* [PROBLEM TO SOLVE] Reproduce the listing that follows, unchanged and complete.

**** MATERIAL PROVIDED ****

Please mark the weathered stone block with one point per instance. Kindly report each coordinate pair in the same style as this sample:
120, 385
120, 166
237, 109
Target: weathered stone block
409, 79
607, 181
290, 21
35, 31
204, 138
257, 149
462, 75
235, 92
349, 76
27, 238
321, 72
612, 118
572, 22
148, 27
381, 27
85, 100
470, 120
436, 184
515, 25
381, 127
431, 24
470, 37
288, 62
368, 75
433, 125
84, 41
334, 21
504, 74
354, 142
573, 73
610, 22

****

* [YOUR RESPONSE]
Please mark the weathered stone block with one point per instance. Kindly report each coordinate pair in the same style as this sample:
120, 385
120, 166
237, 109
Target: weathered stone block
409, 79
607, 181
290, 21
35, 31
204, 138
257, 149
462, 75
235, 92
349, 76
27, 238
321, 72
612, 118
572, 22
148, 27
381, 27
85, 100
470, 120
436, 184
515, 25
381, 127
431, 24
470, 37
288, 62
368, 75
433, 125
84, 41
334, 21
504, 74
354, 142
573, 73
610, 22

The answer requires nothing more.